- [Exercise details]
Scan the entries for lines with "cliff" and say how many there are, with nothing more.

Excerpts from a dataset
*** Begin section ***
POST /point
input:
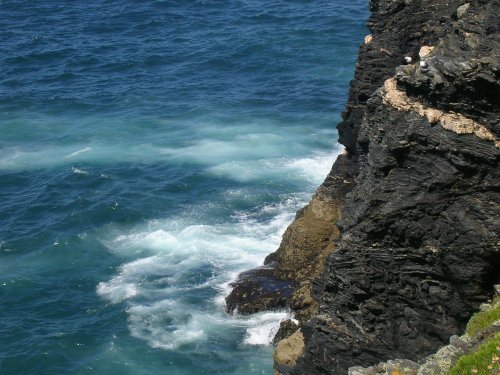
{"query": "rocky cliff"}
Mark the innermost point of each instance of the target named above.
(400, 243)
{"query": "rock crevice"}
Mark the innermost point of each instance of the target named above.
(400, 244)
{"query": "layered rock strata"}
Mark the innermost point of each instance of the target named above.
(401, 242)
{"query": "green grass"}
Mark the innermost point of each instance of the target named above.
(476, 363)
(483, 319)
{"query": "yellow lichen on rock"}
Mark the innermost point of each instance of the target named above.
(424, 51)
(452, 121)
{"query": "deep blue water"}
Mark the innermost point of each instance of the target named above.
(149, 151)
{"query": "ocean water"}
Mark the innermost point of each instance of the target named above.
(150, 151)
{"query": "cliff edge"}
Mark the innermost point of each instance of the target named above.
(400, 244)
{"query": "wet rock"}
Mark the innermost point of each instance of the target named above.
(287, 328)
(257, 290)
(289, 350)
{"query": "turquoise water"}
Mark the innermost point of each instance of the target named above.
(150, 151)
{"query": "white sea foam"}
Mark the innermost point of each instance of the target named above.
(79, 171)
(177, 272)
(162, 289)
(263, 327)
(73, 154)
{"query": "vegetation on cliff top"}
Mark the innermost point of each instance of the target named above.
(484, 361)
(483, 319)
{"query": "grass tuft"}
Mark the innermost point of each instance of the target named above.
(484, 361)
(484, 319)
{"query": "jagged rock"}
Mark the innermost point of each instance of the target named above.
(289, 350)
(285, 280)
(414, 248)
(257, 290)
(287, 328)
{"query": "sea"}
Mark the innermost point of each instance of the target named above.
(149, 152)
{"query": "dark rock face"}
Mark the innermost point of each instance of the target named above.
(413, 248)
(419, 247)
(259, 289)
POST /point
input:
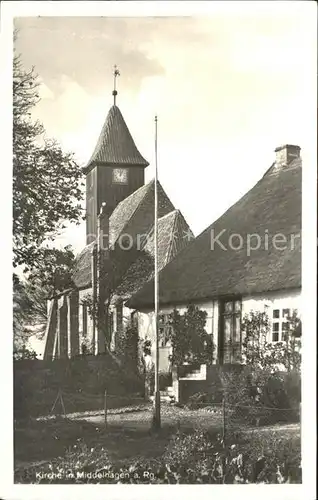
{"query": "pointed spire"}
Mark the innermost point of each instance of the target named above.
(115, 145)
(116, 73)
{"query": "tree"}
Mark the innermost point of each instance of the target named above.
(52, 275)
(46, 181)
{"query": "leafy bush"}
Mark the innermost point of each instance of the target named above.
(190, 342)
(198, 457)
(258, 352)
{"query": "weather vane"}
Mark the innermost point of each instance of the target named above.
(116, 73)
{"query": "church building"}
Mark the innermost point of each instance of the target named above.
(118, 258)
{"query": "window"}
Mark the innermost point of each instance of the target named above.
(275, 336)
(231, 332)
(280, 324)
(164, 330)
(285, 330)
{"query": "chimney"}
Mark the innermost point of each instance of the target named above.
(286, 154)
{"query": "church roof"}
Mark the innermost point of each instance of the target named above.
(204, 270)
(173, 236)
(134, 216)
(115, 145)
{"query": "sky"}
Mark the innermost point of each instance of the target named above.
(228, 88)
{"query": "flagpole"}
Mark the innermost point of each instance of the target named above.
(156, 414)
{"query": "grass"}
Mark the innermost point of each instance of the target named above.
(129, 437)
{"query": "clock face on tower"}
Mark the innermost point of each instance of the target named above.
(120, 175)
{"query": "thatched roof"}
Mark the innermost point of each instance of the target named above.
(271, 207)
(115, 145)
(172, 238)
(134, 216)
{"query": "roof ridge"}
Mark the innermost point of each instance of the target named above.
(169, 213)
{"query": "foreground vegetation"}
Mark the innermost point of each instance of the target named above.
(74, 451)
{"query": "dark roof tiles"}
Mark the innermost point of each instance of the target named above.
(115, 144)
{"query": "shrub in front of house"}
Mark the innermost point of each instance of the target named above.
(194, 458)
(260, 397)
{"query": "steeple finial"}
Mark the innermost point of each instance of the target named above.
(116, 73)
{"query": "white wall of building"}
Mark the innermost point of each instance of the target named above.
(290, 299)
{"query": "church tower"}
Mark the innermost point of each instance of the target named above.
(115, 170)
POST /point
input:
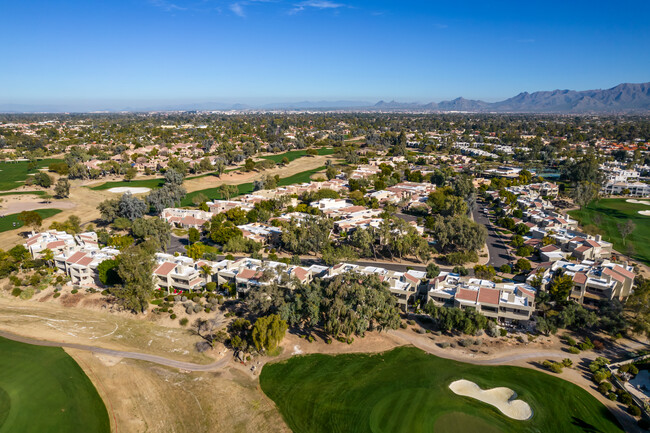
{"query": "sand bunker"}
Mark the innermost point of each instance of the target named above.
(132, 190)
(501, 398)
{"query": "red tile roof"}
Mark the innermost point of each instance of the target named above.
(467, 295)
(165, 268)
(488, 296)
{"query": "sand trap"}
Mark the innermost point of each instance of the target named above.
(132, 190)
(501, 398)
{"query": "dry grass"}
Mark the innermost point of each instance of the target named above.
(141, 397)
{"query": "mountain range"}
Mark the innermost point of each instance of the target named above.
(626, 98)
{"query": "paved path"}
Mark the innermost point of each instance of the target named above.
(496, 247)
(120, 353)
*** End section ***
*** Begin section ***
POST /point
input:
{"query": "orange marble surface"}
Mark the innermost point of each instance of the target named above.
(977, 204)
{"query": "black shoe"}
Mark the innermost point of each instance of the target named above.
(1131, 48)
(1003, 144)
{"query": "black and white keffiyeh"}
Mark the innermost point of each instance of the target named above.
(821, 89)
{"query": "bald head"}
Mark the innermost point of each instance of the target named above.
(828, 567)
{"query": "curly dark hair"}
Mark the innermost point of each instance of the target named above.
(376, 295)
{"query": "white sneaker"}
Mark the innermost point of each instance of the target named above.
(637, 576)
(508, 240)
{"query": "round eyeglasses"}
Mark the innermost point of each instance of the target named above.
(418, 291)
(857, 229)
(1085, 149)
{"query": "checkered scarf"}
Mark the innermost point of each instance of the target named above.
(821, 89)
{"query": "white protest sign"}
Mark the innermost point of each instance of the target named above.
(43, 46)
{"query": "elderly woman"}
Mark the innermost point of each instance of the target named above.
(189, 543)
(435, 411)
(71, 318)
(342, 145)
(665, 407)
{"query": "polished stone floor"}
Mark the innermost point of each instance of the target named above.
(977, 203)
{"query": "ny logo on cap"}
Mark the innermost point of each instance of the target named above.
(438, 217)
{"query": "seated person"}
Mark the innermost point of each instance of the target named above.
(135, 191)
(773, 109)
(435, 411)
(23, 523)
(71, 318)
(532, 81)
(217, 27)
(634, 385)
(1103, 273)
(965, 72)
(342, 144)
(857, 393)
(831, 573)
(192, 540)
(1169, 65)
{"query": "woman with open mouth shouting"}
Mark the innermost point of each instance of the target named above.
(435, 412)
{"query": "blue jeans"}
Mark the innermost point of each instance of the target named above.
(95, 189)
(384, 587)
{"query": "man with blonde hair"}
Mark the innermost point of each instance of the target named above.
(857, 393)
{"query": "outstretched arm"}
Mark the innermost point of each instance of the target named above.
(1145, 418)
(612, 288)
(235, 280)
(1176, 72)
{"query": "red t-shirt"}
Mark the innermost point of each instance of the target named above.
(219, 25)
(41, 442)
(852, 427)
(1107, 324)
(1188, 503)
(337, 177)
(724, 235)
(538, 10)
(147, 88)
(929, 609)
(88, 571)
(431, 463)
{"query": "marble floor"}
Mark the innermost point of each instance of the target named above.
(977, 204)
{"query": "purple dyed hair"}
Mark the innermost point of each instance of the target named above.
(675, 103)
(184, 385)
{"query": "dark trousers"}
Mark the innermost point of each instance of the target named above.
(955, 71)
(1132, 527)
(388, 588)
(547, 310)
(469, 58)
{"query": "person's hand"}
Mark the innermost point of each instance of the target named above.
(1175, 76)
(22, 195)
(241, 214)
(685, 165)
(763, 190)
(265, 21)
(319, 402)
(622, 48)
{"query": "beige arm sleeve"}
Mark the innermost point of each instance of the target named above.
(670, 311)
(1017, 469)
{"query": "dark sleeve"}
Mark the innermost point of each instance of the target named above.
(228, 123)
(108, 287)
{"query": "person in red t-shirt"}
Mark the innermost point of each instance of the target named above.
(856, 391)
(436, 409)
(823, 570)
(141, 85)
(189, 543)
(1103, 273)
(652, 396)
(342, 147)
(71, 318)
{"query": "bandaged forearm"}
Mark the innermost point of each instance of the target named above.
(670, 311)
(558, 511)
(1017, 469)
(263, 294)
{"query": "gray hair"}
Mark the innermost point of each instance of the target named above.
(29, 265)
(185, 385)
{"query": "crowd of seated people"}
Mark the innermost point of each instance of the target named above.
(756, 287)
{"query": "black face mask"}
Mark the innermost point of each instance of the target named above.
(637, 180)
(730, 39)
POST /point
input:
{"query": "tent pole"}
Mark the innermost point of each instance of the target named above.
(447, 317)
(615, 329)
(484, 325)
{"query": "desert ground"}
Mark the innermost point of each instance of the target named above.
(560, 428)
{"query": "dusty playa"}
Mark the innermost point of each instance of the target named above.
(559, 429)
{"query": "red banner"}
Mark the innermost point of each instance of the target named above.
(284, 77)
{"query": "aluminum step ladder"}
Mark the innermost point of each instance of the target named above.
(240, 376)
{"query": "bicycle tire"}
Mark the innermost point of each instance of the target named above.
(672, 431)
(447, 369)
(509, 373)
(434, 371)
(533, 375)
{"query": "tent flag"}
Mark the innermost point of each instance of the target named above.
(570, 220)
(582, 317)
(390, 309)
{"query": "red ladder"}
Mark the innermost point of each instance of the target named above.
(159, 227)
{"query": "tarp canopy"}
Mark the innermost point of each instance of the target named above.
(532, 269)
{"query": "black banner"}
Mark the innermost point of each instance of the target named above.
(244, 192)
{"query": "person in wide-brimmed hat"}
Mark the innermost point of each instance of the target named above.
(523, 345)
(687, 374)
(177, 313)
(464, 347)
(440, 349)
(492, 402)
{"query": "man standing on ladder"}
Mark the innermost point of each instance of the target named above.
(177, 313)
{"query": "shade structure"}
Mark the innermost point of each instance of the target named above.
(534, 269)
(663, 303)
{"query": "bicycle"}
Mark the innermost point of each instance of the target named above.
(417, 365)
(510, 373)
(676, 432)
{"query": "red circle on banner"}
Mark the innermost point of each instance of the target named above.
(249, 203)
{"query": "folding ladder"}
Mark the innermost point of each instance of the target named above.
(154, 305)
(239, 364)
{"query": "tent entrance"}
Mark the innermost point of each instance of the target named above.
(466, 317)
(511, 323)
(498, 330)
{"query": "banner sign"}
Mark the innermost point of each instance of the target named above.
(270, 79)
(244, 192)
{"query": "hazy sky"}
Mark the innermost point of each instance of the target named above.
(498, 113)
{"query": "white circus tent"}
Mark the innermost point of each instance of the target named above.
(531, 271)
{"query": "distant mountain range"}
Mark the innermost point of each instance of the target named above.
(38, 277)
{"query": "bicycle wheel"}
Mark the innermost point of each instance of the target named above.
*** End section ***
- [Exercise output]
3